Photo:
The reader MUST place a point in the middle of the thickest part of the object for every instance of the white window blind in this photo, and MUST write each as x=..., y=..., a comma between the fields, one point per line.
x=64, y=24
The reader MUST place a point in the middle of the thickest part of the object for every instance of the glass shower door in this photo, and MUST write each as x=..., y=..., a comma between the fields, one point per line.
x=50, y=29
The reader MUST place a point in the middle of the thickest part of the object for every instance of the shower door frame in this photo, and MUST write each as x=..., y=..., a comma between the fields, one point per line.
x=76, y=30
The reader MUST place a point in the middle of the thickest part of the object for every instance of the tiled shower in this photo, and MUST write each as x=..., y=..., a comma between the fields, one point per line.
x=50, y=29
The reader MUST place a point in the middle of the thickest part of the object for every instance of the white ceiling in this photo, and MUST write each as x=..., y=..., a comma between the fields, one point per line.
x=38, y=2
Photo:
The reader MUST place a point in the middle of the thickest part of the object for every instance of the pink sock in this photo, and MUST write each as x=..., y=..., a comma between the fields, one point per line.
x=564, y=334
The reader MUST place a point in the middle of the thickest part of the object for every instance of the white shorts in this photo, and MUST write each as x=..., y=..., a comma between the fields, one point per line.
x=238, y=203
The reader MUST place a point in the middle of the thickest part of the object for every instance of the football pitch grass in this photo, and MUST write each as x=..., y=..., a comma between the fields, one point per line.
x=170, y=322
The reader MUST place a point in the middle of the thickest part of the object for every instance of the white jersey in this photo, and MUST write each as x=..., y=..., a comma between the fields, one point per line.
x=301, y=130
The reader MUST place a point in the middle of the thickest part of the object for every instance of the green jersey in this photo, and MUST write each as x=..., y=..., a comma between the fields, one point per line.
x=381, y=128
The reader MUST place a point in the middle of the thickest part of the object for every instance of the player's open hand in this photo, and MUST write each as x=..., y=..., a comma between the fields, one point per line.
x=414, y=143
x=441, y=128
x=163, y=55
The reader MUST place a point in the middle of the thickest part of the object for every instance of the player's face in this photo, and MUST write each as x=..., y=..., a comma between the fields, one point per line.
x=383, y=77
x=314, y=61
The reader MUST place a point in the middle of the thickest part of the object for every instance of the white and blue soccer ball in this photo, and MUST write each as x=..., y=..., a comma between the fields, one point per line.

• WORK TO DO: Turn every line of the data above into a JSON list of strings, one string per line, leaving out any blank lines.

• COMPLETED TASK:
[
  "Photo:",
  "The reader MUST place a point in the middle of the thickest part of the object for every instance of the white window blind in this photo, and MUST write each as x=..., y=..., a comma between the fields, one point per line.",
  "x=64, y=24",
  "The reader MUST place a point in the middle of the thickest part of the object for every instance of the glass shower door in this photo, and MUST write each as x=..., y=..., a comma between the fields, one point per line.",
  "x=50, y=29",
  "The reader MUST place a point in the middle of the thickest part of the object for every instance of the shower door frame in this photo, and MUST write each as x=..., y=..., a comma between the fields, one point per line.",
  "x=76, y=30",
  "The reader MUST place a point in the middle of the thickest part of the object for every instance of the tiled shower in this photo, and MUST write each as x=..., y=..., a comma between the fields, one point per line.",
  "x=50, y=29",
  "The reader MUST place a point in the middle of the thickest part of the object for every instance of the white ceiling in this photo, and MUST write each as x=..., y=..., a comma between the fields, one point per line.",
  "x=38, y=2",
  "Photo:",
  "The reader MUST place a point in the middle of the thickest part of the object for every instance of the pink sock in this photo, and MUST write each as x=..., y=..., a comma between the fields, one point per line.",
  "x=564, y=334",
  "The reader MUST place a point in the middle of the thickest part of the object for every instance of the white shorts in this photo, and MUST write each as x=..., y=..., a comma between the fields, one point per line.",
  "x=238, y=203",
  "The reader MUST place a point in the middle of the thickest part of the object for every instance of the football pitch grass in this photo, and MUST write each as x=..., y=..., a comma between the fields, one point per line.",
  "x=170, y=322",
  "The reader MUST place a point in the middle of the thickest part of the object for every instance of the white jersey in this photo, and MUST write each as x=..., y=..., a comma between the fields, one point per line.",
  "x=301, y=130",
  "The reader MUST place a point in the middle of the thickest part of the object for every instance of the green jersey in this photo, and MUST write each as x=..., y=..., a comma between the fields, one point per line.",
  "x=381, y=128",
  "The reader MUST place a point in the middle of the thickest part of the object for every instance of the player's open hand in this photo, and MUST write each as x=..., y=..., a comma between the fields, one point per line.",
  "x=414, y=143",
  "x=441, y=128",
  "x=163, y=55",
  "The reader MUST place a point in the middle of the thickest part of the object for every instance of the player's face in this photo, and MUST write each as x=..., y=..., a comma between the fields, one point per line.",
  "x=383, y=77",
  "x=314, y=61",
  "The reader MUST place a point in the middle of the thickest part of the object for every instance of the white and blue soccer ball in this photo, and MUST write each as x=..., y=..., a comma between the fields, one point per line."
]